SELECTED PASSAGE
** Start **
Tuesday, December 26, 2006

At last: not a white Christmas, but a pretty good Boxing day!


This was going to be a post about how we finally got snow today, and I have a picture to prove it:






However, there is another, more significant "at last": our daughter just gave birth (three weeks overdue) to her first child, a boy, 8 lb 2 oz. That was what we went out to Vancouver for, and missed. We are pleased that mother, son and father are all well. Here is a family photo:

Saturday, December 23, 2006

Champagne at Jasper


There was a dreamlike quality to our stop in Jasper. We detrained for about an hour, then waited in the station for time to board. They served champagne in the dome car, as they did leaving Toronto and Winnipeg. Just after I put my camera in its bag, as we were picking up speed, it was announced that the engineer had spotted elks on the left. I scrambled to get my camera back out, but watched about a dozen elk slip by before my camera was ready to shoot.



To the right is the inside of the station in Jasper. This is a train station with character.

In the poem, I speak of drivers in the west: they are trained to stop for pedestrians; if you step off a curb, anywhere, they stop for you to cross. I can see westerners getting into trouble in the east: eastern drivers have difficulty in Cornwall stopping for official flashing amber crosswalks. It got so bad, they had to change a pedestrian crosswalk in the east end of town into a red-amber-green signalled stop.
** End **
MATERIAL PROVIDED
** Start **
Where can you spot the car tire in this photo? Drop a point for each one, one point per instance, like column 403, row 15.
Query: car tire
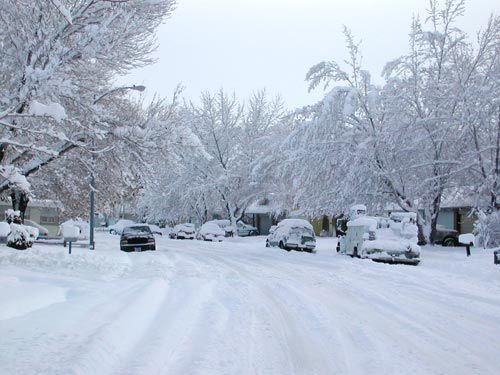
** End **
SET TASK 1
Sum up the blog text about the train trip and the new grandchild in two sentences.
SET TASK 2
In the blog text about the train trip and the new grandchild, how much did the baby weigh at birth?
SET TASK 3
Continue the blog text about the train trip and the new grandchild, picking up after its final sentence.
The data are separate material from the blog text.

EXERCISE ANSWER 1
Snow finally arrived on Boxing Day, and the writer's daughter gave birth, three weeks overdue, to her first child, a boy of 8 lb 2 oz, a birth the writer had gone to Vancouver for and missed. An earlier entry describes the stop in Jasper, where champagne was served in the dome car and about a dozen elk passed before the writer's camera was ready, and it contrasts western drivers, who stop for pedestrians anywhere, with eastern drivers in Cornwall, who had trouble stopping at flashing amber crosswalks.

EXERCISE ANSWER 2
8 lb 2 oz.

EXERCISE ANSWER 3
Wednesday, December 20, 2006

slow show



I wrote this poem November 20, shortly before we left on our trip out west. That seems so long ago. I have revised it significantly form the original draft: the last line in particular has been a subject of some sport for me. The tree in question (see photo to the right) is the tallest in the centre of the city, some eighty feet, I estimate. It is much taller than it appears in the photo; I used auto stitch to join two photos of it that I took a few moments ago. note how the photo tapers at the top. The tree seemingly taller in the foreground to the right is actually considerable shorter, if you consder that I was shooting up at quite an angle for the top of this. In years that huge murders of crows flock to the centre of the city, they seem to focus over that tree, often filling its branches as prodigiously as the leaves. Local tree firms are hesitant to consider pruning it, so large and dangerously close to property is it. I wonder what the future holds?

Monday, December 18, 2006

Out the train windows

Here is another image of northern Ontario, taken from the lounge car. I like the contrast between the frozen evergreens outside, and the colourful flower arrangement inside.






To the left is a town we passed late in the day. see the light at the horizon.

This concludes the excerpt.